Funcionarios y privilegios

Quien dice que está luchando por "nuestra sanidad" o "nuestra educación" está defendiendo sus privilegios.

Estamos asistiendo a una serie de conflictos –que probablemente irán a más– promovidos por colectivos de funcionarios: el de la sanidad en Madrid, el de la educación en toda España; o por trabajadores cuyas condiciones laborales son semifuncionariales, si me permiten el palabro: por ejemplo, los miembros de la plantilla de Telemadrid.

Se trata, por lo general, de colectivos que disfrutan de una serie de privilegios que los demás partícipes del mercado de trabajo no podemos siquiera soñar: vacaciones ampliadas, jornadas reducidas, días libres ante cualquier eventualidad...

Es cierto que a cambio de ello tienen otras servidumbres: los sueldos no siempre son altos –aunque no son tan bajos como se nos dice–, y no pocas de las labores que realizan son duras y no están tan prestigiadas como se merecerían –pienso, por ejemplo, en los profesores o en los miembros de las fuerzas de seguridad–; pero eso ya lo sabían esas personas cuando se presentaron a unas oposiciones.

Por otro lado, escuchando a muchas de ellas uno diría que les ha caído el funcionariado encima como una maceta por la calle, y que, para más inri, no se pueden deshacer de esa desgracia. Nada más lejos de la realidad: ahí están las excedencias –o la renuncia definitiva– que uno puede pedir para salir al mercado a pelear a cara descubierta.

§ LISTA DE ACTIVIDADES
1. Transcribe del texto sobre funcionarios y privilegios el fragmento que empieza con las palabras que contienen "Funcionarios y privilegios" y termina con "ante cualquier eventualidad...".
2. Retoma el texto sobre funcionarios y privilegios y continúalo a partir de su última oración.
Las entradas provienen de una fuente distinta.

(Entradas de origen)
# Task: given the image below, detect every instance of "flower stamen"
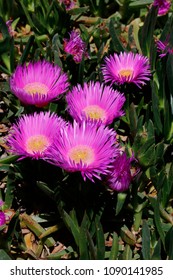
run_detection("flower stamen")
[69,145,94,164]
[119,69,133,78]
[24,82,49,95]
[26,135,49,153]
[83,105,105,120]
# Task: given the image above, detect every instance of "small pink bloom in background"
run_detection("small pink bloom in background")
[66,82,125,125]
[153,0,171,16]
[156,37,173,58]
[0,199,6,226]
[0,211,6,226]
[64,30,89,63]
[0,199,4,208]
[48,121,119,181]
[10,61,69,107]
[6,19,16,36]
[59,0,76,11]
[7,112,66,159]
[107,152,135,192]
[102,52,151,88]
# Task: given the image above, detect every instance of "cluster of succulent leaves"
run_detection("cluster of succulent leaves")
[0,0,173,260]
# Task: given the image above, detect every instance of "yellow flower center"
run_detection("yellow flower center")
[83,105,105,120]
[24,82,49,95]
[118,69,133,78]
[68,145,94,164]
[26,135,49,153]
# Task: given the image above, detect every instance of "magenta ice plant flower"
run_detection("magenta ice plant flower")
[0,199,6,226]
[48,121,118,181]
[102,52,151,88]
[0,210,6,226]
[66,82,125,125]
[10,60,69,107]
[7,112,66,159]
[59,0,76,11]
[64,30,89,63]
[6,19,15,36]
[152,0,171,16]
[107,152,135,192]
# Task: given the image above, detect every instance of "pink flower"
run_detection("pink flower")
[48,121,118,181]
[6,19,15,36]
[153,0,171,16]
[107,152,135,192]
[7,112,66,159]
[102,52,151,88]
[0,211,6,226]
[10,61,69,107]
[64,30,89,63]
[59,0,76,11]
[66,82,125,124]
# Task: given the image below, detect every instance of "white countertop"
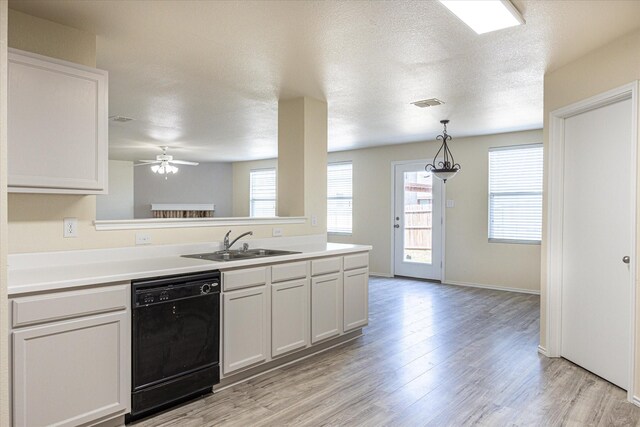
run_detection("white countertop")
[8,236,372,296]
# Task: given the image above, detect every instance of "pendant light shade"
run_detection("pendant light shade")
[424,120,461,184]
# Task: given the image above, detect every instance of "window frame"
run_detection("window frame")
[327,160,353,236]
[249,167,278,218]
[487,142,544,245]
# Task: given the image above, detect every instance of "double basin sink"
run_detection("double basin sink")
[182,249,300,261]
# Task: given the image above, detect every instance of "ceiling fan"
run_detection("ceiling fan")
[135,147,198,175]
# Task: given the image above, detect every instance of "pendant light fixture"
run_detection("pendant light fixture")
[424,120,461,184]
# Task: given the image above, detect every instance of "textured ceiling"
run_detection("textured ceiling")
[9,0,640,161]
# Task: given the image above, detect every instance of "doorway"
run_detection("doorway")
[393,163,443,280]
[547,83,637,397]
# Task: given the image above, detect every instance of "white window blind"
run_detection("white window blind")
[327,162,353,234]
[489,144,543,243]
[249,168,276,217]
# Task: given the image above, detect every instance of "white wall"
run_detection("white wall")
[134,163,233,218]
[96,160,133,219]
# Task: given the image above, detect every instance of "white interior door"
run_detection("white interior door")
[560,99,635,389]
[394,163,442,280]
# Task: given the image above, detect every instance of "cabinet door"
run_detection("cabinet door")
[7,49,108,194]
[343,268,369,332]
[271,279,309,357]
[311,273,342,344]
[222,286,268,375]
[13,312,131,426]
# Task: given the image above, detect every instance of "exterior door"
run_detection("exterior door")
[393,163,442,280]
[560,99,635,389]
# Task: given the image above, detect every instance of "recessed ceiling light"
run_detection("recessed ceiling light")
[109,116,133,123]
[440,0,524,34]
[412,98,444,108]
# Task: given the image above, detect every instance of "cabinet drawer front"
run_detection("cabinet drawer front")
[222,267,267,291]
[12,283,130,328]
[311,257,342,276]
[271,261,307,283]
[344,252,369,271]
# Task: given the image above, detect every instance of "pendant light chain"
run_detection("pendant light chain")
[424,120,462,183]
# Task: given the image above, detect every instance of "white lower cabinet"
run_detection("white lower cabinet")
[311,273,342,344]
[222,286,268,375]
[271,278,309,357]
[343,268,369,332]
[13,311,131,426]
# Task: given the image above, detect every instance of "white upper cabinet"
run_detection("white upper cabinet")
[7,49,108,194]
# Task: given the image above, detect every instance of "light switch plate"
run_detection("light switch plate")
[62,218,78,237]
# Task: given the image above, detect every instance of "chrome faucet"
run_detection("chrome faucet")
[222,230,253,251]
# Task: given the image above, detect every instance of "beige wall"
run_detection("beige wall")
[8,11,326,253]
[0,0,10,426]
[234,130,542,292]
[329,130,542,292]
[540,27,640,390]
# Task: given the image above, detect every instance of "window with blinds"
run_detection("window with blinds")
[489,144,543,243]
[249,168,276,217]
[327,162,353,234]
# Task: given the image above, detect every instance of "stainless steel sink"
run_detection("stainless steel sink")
[182,249,300,261]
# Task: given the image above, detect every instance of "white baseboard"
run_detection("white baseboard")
[538,345,550,357]
[442,280,540,295]
[369,271,393,279]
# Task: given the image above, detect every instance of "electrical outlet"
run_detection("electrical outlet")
[136,233,151,245]
[62,218,78,237]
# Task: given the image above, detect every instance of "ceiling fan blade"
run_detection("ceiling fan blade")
[170,160,198,166]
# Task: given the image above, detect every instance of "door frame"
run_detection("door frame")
[389,158,447,283]
[540,80,640,403]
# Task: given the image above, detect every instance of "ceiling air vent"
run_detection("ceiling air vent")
[412,98,444,108]
[109,116,133,123]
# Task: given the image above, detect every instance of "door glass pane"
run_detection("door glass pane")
[403,171,433,264]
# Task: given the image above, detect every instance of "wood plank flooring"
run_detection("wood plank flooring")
[135,278,640,427]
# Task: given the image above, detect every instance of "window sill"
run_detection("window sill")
[489,239,540,245]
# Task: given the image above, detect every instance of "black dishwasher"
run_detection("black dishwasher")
[127,271,220,421]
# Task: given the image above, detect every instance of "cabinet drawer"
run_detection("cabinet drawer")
[311,257,342,276]
[344,252,369,270]
[271,261,307,283]
[222,267,267,291]
[12,283,130,328]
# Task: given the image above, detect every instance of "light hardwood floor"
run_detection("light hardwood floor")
[135,278,640,427]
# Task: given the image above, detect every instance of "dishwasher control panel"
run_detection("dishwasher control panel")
[133,273,220,307]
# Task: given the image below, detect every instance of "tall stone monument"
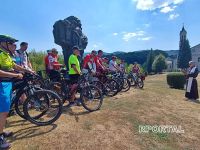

§ RESPUESTAS
1.
Funcionarios y privilegios

Quien dice que está luchando por "nuestra sanidad" o "nuestra educación" está defendiendo sus privilegios.

Estamos asistiendo a una serie de conflictos –que probablemente irán a más– promovidos por colectivos de funcionarios: el de la sanidad en Madrid, el de la educación en toda España; o por trabajadores cuyas condiciones laborales son semifuncionariales, si me permiten el palabro: por ejemplo, los miembros de la plantilla de Telemadrid.

Se trata, por lo general, de colectivos que disfrutan de una serie de privilegios que los demás partícipes del mercado de trabajo no podemos siquiera soñar: vacaciones ampliadas, jornadas reducidas, días libres ante cualquier eventualidad...

2.
Sin embargo, y pese a las muchas quejas, el fenómeno de que un funcionario abandone su condición es raro de ver, excepcional incluso. Esa es la mejor prueba de lo que todos sabemos y se niegan a admitir: que son unos privilegiados.

Un privilegio que, por desgracia para nosotros y ahora también para ellos, se ha extendido hasta un punto que es difícilmente sostenible: los tres millones de funcionarios que costea la sociedad española son, hoy por hoy y probablemente en el futuro, una losa que nuestra poco productiva economía no puede levantar.

Por supuesto, para alcanzar esas cifras disparatadas se han tenido que dar varios supuestos, pero el principal de ellos es la ingente cantidad de tareas que están asignadas a funcionarios, cuando podrían, y deberían, ser desarrolladas por asalariados de empresas privadas o por autónomos. Por ejemplo, no hay ninguna razón para que médicos, profesores o administrativos de muchas áreas deban ser funcionarios... excepto privilegiar a algunos trabajadores en detrimento del resto.

Porque a usted, paciente, le da lo mismo que el médico y la enfermera que lo atienden sean funcionarios o no, si hacen bien su trabajo; porque a usted, padre, lo que le importa es que su hijo aprenda, no si la seño es o no funcionaria.

De hecho, la cruda realidad es que las estructuras propias de la función pública, ya sea en hospitales, en colegios o en cualquier otro entorno, invitan a los funcionarios honestos y trabajadores, que los hay, a dejar de serlo: es lo lógico cuando el esfuerzo y la molicie reciben idéntico premio.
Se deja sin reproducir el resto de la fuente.